● **Written task**
Reproduce the listing below line for line, without changing a single character.

(Records)
━━━━━━━━━━━━━━━━━━━━
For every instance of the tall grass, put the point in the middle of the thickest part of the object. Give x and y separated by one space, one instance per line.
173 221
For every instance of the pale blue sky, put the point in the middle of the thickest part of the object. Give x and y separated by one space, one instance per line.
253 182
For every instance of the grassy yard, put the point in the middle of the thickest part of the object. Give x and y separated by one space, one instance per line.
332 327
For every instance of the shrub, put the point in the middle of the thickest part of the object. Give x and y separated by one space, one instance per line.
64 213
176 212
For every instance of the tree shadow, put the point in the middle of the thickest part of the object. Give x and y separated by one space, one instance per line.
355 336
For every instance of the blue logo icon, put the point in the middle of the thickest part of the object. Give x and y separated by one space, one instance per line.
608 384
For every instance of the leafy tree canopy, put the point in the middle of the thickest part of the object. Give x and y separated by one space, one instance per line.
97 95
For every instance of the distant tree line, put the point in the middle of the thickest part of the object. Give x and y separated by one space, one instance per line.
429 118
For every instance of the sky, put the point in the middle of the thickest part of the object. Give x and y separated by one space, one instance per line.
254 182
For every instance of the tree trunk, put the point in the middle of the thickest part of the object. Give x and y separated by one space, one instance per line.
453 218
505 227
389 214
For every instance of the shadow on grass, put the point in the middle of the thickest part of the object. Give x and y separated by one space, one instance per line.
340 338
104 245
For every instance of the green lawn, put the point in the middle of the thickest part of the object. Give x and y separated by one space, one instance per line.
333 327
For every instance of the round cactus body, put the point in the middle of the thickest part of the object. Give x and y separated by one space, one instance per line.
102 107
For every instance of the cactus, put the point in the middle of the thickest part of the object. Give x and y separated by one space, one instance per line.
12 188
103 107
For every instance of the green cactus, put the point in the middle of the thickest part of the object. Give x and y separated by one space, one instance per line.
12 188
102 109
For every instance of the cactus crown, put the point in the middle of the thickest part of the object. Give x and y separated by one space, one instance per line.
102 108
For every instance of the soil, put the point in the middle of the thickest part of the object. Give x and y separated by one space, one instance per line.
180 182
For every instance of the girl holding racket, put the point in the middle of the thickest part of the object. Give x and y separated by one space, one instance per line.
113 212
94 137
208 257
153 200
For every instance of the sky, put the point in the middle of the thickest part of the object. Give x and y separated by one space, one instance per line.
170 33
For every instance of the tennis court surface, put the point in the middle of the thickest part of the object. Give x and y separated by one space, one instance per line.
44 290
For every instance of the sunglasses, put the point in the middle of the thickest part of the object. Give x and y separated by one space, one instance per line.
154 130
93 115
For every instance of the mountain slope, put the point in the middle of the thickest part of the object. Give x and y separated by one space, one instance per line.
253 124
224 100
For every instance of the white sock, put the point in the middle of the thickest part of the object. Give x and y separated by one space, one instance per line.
━━━━━━━━━━━━━━━━━━━━
● **Response to the exercise**
For every instance of the tall grass, put the point in the middle of the thickest part of the object. Give x and y separated by one space, one instance per line.
173 221
For every instance of the pale blue sky, put the point in the middle of the thickest part of the object. Give x and y separated by one space, one instance per line.
253 182
For every instance of the grassy yard, put the point in the middle of the thickest part of the object. Give x and y separated by one space, one instance per line.
332 327
For every instance of the shrub, put the point in the middle of the thickest part of the object. Give x and y separated by one space, one instance per line.
64 213
176 212
For every instance of the tree shadow, put the point in the middle of the thickest part of the object. Give x and y separated by one space, one instance per line.
355 336
For every instance of the blue logo icon, put the point in the middle of the thickest part of the object. Give x and y separated by one space, one instance per line.
608 384
For every instance of the leafy tree canopy, put the point in the middle of the thickest part of the object. Give x and y separated by one space, one instance per line.
97 95
For every instance of the distant tree line, put the point in the middle of the thickest part of the object. Give x and y separated by one space, one instance per line.
429 118
For every instance of the sky, put the point in the middle of the thickest part of the object. Give x and y separated by one space, one instance per line.
254 182
For every instance of the tree trunk, put the point in the middle of the thickest part of the object. Give x and y separated by one space, one instance per line.
453 218
505 227
389 214
For every instance of the shadow on grass, put the point in the middle of the thickest part of the object. Give x and y separated by one space, one instance per line.
340 338
104 245
For every instance of the green lawn, put the point in the middle of the thickest part of the object. Give x and y separated by one space, one instance per line.
333 327
For every instance of the round cactus body, put the point in the middle of the thickest part of the object. Give x and y separated by one space, one instance per line.
102 107
For every instance of the cactus, put the point in the middle of the thickest part of the object. Give x and y separated by one space, one instance per line.
12 188
103 107
For every instance of the green cactus, put the point in the middle of the thickest part of the object. Give x and y separated by one space, one instance per line.
12 188
102 109
For every instance of the cactus crown, put the point in the middle of the thickest part of the object. Give x and y separated by one space, one instance per line.
102 108
For every instance of the soil, put the point in the middle of the thickest part of the object. Give x and y separated by one space, one instance per line.
180 182
For every instance of the girl holding racket, put the point in the middle of the thickest part of the object. Give x and y separated by one space, one instance per line.
113 212
94 137
208 257
153 200
For every instance of the sky, put the point in the middle of the thickest part of the object. Give x and y separated by one space, one instance per line.
170 33
For every instance of the tennis court surface, put the point in the middle of the thickest part of the object. Give x and y separated by one space, one instance per line.
44 290
For every instance of the sunglasses, put the point in the middle of the thickest part of the object. Give x and y separated by one space, one instance per line.
154 130
93 115
For every instance of the mountain slope, put the point in the middle of the thickest part of the object. Give x and y separated by one space, one instance per line.
253 124
224 100
For every instance of the white sock, put the point in the middle of the thickest part of the object. Give x and y separated by one space, one instance per line.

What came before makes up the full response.